What is being asked: The lines to find are those in the entries that hold the word "chrome"; copy every one of them.

** Opening Source data block **

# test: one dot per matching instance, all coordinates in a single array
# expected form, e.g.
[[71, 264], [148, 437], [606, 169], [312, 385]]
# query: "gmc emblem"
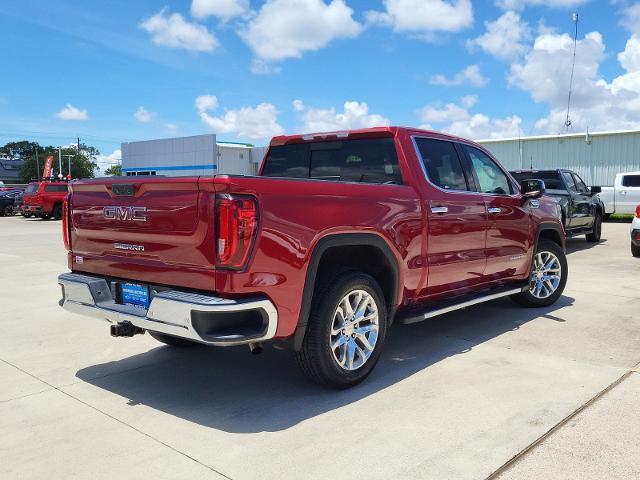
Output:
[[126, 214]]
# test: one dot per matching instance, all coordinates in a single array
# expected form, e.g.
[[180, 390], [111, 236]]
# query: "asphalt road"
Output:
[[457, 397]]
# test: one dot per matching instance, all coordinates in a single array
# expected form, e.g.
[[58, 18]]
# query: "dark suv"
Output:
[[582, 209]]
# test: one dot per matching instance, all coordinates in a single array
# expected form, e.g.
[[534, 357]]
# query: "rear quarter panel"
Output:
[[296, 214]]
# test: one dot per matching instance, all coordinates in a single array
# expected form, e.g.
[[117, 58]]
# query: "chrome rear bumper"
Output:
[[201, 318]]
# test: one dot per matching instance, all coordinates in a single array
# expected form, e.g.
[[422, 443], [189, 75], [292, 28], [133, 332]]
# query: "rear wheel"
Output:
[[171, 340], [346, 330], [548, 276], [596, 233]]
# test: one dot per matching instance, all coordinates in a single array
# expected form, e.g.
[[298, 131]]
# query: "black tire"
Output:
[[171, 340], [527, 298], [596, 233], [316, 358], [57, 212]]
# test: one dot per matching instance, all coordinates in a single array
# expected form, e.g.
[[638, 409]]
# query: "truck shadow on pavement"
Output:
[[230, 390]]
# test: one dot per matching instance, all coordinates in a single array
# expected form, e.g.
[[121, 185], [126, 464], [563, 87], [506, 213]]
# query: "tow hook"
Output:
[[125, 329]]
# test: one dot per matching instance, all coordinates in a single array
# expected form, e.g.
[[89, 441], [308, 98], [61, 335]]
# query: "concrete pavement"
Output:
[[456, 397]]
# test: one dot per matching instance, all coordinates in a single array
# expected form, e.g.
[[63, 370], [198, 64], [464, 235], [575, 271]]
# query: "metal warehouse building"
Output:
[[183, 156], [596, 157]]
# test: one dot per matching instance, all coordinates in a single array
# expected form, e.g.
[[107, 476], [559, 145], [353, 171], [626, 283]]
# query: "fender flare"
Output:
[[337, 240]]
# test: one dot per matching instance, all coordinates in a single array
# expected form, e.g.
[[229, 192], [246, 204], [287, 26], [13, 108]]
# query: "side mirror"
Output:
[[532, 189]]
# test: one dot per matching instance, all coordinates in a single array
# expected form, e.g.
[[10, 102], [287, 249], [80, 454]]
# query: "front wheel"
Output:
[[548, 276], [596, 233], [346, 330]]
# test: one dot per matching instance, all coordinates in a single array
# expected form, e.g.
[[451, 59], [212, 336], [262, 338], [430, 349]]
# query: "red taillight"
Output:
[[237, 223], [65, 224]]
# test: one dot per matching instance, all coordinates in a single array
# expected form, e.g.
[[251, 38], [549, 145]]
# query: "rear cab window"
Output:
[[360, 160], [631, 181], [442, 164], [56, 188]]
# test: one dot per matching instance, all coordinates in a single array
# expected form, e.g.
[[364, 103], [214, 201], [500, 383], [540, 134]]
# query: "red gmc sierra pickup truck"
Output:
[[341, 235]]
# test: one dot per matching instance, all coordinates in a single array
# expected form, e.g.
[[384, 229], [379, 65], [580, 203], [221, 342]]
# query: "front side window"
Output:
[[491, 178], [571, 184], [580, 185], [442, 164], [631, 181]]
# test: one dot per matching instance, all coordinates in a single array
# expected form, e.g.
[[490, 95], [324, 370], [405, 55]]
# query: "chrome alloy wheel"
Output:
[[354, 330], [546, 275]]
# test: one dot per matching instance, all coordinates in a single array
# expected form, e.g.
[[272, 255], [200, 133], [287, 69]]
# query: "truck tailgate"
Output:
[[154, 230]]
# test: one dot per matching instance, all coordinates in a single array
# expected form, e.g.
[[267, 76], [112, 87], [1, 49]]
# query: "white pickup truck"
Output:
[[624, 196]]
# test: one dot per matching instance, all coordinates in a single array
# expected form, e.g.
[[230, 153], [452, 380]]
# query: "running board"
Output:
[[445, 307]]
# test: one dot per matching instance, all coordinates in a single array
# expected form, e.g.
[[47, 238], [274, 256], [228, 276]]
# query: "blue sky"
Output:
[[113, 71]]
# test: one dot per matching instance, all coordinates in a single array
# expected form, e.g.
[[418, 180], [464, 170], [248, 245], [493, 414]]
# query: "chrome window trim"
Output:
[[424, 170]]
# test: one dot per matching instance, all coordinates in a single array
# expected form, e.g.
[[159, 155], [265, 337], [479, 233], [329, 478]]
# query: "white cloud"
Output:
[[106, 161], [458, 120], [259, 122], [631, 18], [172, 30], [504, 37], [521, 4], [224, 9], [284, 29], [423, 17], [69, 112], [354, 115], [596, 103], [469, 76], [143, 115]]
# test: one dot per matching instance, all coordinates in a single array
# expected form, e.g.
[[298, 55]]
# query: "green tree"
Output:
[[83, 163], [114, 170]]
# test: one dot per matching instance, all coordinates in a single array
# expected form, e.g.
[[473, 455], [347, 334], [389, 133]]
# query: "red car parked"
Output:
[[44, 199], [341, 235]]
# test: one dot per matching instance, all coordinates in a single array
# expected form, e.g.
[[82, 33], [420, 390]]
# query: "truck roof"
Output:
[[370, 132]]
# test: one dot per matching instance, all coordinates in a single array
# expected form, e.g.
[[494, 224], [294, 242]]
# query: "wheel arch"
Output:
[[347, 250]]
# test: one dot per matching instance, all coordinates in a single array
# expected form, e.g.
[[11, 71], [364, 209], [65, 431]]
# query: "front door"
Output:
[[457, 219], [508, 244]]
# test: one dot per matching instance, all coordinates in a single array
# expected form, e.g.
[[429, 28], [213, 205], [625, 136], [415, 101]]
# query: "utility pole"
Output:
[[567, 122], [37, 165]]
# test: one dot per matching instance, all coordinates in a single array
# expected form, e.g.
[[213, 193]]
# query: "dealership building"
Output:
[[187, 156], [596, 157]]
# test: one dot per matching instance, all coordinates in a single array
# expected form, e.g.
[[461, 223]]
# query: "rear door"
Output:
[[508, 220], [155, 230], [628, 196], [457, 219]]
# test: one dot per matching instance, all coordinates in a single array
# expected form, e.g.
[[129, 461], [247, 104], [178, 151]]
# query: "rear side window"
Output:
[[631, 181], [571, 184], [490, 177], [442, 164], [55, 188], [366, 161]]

** Closing Source data block **
** Opening Source data block **

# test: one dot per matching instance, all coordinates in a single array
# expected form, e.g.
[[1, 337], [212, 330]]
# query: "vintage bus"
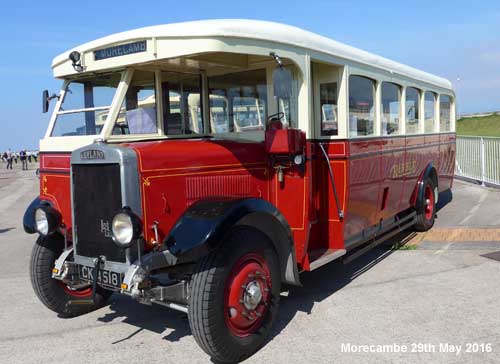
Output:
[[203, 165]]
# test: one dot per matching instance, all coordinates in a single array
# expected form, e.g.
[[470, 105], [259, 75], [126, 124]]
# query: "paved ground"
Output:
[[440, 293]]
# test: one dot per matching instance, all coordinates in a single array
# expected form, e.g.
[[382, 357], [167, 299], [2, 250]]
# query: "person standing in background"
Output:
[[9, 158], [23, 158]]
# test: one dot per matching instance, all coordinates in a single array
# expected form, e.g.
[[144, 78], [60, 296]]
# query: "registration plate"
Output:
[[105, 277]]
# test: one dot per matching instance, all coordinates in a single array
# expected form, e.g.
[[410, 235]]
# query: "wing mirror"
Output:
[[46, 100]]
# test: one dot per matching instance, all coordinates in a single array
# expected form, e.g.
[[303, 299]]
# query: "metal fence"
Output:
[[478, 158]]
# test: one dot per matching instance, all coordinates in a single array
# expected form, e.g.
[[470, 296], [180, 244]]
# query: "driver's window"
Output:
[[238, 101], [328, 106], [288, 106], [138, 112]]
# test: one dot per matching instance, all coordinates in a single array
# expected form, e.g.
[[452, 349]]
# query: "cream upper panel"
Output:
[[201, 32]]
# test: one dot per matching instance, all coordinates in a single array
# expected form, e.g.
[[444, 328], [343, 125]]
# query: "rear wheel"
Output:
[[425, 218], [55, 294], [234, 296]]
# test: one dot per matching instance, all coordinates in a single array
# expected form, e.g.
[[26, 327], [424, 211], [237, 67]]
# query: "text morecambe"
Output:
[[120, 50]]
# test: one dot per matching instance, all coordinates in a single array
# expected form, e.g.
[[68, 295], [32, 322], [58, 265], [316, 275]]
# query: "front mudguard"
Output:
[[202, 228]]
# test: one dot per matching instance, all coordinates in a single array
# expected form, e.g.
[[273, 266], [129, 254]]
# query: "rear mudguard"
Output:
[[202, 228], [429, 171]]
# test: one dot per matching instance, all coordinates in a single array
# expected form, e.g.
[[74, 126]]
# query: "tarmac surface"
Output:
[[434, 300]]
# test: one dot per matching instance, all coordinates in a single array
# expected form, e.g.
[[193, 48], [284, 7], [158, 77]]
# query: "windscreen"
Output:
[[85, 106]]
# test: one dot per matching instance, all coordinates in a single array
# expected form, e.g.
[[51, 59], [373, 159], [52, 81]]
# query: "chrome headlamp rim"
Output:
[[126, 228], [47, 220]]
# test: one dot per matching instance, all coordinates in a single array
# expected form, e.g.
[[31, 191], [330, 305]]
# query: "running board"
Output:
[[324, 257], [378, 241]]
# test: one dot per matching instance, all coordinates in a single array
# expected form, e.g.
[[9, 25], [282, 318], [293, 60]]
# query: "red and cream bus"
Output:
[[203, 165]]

** Closing Source data block **
** Opening Source data block **

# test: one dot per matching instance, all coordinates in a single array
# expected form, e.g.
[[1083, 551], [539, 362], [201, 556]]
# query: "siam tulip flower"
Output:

** Closing Source data block **

Written answer:
# query: "chrome rear bumper"
# query: "chrome alloy wheel"
# query: "chrome window trim"
# query: "chrome headlamp rim"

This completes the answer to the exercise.